— Start of Source document —
How to I get the extension of the image?
1: How do I get the data-source only?
You can access the data-src by calling element['data-src']:
cover = baseurl+item.img['data-src'] if item.img['src'] != nocover else baseurl+nocover
2: How to I get the extension of the image?
You can access the extension of the file like diggusbickus mentioned (good approache), but this will not help you if you try to request the file like https://www.nb.co.za/en/helper/ReadImage/25929.jpg this will cause a 404 error.
The image is dynamically loaded / served additional infos -> https://stackoverflow.com/a/5110673/14460824
Example
baseurl = "https://www.nb.co.za/"
nocover = '/Content/images/no-cover.jpg'
data = []
for item in soup.select('.book-slider-frame'):
data.append({
'link' : baseurl+item.a['href'],
'cover' : baseurl+item.img['data-src'] if item.img['src'] != nocover else baseurl+nocover
})
— End of Source document —
▶ _Required tasks_:
a – Copy the forum answer verbatim, starting at the words "You can access the data-src" and ending after "a 404 error.".
b – Count the lines of the records that contain the string "dark", treating uppercase and lowercase as different. Reply with the number alone.
The forum answer and the records come from unrelated sources.
— Start of Provided entries —
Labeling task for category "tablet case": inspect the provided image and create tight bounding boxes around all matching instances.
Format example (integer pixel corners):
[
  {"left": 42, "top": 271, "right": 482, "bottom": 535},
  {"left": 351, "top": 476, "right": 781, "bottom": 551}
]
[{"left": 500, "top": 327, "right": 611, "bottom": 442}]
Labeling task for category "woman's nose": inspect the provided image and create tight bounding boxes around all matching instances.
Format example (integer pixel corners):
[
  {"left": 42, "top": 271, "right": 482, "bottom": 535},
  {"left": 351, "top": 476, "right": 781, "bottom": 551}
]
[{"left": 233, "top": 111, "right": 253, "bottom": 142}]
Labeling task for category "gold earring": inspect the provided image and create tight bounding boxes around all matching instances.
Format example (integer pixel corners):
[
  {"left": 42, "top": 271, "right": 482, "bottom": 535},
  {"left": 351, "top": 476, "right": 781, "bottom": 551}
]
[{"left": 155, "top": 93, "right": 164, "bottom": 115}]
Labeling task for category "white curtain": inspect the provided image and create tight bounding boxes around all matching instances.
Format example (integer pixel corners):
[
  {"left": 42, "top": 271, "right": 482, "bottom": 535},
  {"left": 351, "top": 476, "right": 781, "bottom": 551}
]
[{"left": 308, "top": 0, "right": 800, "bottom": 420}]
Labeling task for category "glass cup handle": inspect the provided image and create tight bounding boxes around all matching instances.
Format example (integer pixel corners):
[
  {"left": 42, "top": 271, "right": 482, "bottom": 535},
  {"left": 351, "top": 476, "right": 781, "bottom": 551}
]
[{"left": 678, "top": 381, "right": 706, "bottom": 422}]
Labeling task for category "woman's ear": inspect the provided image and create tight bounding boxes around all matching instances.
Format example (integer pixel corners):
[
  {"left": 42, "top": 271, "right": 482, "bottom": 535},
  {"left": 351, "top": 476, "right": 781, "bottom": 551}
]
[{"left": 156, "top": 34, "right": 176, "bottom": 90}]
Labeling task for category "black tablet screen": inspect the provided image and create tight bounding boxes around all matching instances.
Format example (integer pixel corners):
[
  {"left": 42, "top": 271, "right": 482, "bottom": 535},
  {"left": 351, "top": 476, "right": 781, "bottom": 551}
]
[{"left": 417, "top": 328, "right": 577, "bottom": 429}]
— End of Provided entries —
— Start of Provided entries —
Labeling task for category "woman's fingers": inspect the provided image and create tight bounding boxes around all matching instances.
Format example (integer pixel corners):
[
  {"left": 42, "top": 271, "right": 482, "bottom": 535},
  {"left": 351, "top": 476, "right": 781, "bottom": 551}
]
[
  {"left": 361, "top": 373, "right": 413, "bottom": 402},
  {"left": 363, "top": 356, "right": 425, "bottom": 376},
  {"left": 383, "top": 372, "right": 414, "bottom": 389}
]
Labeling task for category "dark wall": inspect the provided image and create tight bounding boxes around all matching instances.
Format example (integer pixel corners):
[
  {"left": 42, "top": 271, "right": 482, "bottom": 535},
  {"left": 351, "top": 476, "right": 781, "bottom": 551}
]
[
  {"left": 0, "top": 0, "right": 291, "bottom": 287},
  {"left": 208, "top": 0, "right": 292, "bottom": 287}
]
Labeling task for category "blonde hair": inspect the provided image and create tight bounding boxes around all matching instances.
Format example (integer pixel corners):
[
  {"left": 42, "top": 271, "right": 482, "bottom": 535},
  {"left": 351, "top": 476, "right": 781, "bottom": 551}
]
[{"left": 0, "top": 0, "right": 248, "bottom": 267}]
— End of Provided entries —
— Start of Provided entries —
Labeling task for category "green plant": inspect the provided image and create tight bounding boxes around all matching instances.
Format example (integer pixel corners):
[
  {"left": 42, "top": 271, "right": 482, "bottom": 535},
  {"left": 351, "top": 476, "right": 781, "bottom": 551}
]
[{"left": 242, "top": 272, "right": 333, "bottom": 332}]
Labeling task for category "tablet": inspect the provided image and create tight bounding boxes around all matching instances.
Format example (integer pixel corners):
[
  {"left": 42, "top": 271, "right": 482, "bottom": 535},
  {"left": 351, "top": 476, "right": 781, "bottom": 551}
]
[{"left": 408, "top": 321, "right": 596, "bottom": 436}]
— End of Provided entries —
▶ _Outputs_:
a –
You can access the data-src by calling element['data-src']:
cover = baseurl+item.img['data-src'] if item.img['src'] != nocover else baseurl+nocover
2: How to I get the extension of the image?
You can access the extension of the file like diggusbickus mentioned (good approache), but this will not help you if you try to request the file like https://www.nb.co.za/en/helper/ReadImage/25929.jpg this will cause a 404 error.

b – 1